■ TO BE DONE
Return every line in the listing below that contains the string "bottom".

** BEGIN RECORDS FOR THIS EXERCISE **

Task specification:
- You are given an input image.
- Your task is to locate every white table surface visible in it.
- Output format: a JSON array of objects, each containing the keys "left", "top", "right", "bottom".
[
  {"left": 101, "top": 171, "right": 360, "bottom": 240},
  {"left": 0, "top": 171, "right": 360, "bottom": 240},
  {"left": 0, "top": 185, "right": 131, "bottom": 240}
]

** END RECORDS FOR THIS EXERCISE **

■ EXERCISE ANSWER
- Output format: a JSON array of objects, each containing the keys "left", "top", "right", "bottom".
  {"left": 101, "top": 171, "right": 360, "bottom": 240},
  {"left": 0, "top": 171, "right": 360, "bottom": 240},
  {"left": 0, "top": 185, "right": 131, "bottom": 240}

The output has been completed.